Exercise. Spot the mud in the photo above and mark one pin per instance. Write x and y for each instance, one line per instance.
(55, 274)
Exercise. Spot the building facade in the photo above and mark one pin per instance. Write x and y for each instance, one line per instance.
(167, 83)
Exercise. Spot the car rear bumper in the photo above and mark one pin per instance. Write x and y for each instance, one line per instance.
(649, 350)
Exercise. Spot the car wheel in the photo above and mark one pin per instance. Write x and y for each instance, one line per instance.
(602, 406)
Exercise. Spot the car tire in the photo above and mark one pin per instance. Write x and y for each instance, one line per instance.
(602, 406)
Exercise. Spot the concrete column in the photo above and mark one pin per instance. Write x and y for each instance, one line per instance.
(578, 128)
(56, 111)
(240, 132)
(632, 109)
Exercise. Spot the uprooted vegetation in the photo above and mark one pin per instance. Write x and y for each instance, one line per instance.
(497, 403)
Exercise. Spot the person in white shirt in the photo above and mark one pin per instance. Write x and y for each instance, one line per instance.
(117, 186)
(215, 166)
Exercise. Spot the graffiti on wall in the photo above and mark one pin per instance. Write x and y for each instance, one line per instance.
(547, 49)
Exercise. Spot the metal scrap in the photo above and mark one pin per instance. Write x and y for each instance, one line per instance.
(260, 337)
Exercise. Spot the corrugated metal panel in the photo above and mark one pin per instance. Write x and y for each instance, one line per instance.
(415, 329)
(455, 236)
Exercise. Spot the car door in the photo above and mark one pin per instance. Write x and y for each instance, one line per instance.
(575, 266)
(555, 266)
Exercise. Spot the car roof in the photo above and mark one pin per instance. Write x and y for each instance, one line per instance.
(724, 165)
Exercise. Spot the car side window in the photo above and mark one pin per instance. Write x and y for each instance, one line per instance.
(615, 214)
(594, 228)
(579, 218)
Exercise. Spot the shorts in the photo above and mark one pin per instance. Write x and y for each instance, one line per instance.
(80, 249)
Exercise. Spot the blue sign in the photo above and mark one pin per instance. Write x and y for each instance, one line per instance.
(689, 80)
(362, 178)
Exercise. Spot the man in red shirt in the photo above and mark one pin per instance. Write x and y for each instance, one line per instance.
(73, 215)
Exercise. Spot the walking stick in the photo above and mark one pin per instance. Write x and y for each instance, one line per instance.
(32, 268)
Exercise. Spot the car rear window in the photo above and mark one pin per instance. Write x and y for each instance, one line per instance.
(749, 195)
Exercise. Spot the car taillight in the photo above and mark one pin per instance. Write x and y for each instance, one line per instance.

Task to complete —
Please copy every line above word for word, keeping the same order.

Result of the exercise —
Exercise. Spot the mud in the photo above and mark one pin per instance. Write x and y for each instance, one line per instance.
(55, 274)
Exercise. Spot the building facade in the photo above and mark one pin per instance. Write x and y for each instance, one line per instance.
(167, 83)
Exercise. Spot the car rear bumper in the photo above and mark one pin per instance. Write x and y for each instance, one line per instance.
(649, 350)
Exercise. Spot the car wheel in the photo above and mark one pin per instance. Write x and y for each instance, one line per instance.
(602, 406)
Exercise. Spot the car tire in the photo above and mark one pin per instance. Write x and y for each instance, one line per instance.
(602, 406)
Exercise. Spot the concrete column in the photo above and mark one pin per instance. Write x and y for each instance, one line per instance.
(578, 128)
(56, 111)
(240, 132)
(632, 109)
Exercise. Spot the uprooted vegetation in the photo above and mark one pin per instance. Write x and y for each instance, one line per instance.
(497, 403)
Exercise. Spot the person in white shirt in the photo above and mark one pin per instance. Write x and y for each instance, one line per instance.
(117, 186)
(215, 166)
Exercise. Spot the graffiti on wall in the photo above and mark one pin per instance. Write x and y for each instance, one line per instance.
(547, 49)
Exercise. Spot the metal scrap in the photo above and mark one pin per instance. Write x and y for each instance, one line per instance.
(260, 337)
Exercise. Spot the corrugated metal panel in the photo above and mark one pin per instance. Write x and y for each instance, one line per instance.
(415, 329)
(455, 236)
Exercise. Spot the car door in the photo above and mark one pin per instance. Write x and y for each instance, one line per instance.
(575, 266)
(555, 266)
Exercise. Spot the car roof in the photo above and mark one pin per instance. Write x and y for each instance, one line per instance.
(724, 165)
Exercise. Spot the car side window in the photo above and mark one pin per instance. Write x and y for each instance, one line per instance.
(615, 214)
(594, 228)
(579, 218)
Exercise. Spot the shorts in the photo above and mark one pin per instance. Write x and y for each instance, one line per instance.
(80, 249)
Exercise. Spot the blue sign in the photo above and mark one pin per instance. Write x and y for each instance, one line per instance.
(689, 80)
(362, 178)
Exercise. Spot the man in red shirt in the photo above and mark one pin per instance. Write x and y for each instance, one line per instance.
(73, 215)
Exercise. Spot the walking stick in the photo above and mark one pin per instance. Write x and y for each instance, one line per instance.
(32, 268)
Exercise. Spot the car rear window in the photo above and mark one pin per instance. Write x and y for each instance, one line per instance.
(749, 195)
Exercise. Spot the car taillight in the photo above and mark one pin per instance. Write x and y for each instance, one line per instance.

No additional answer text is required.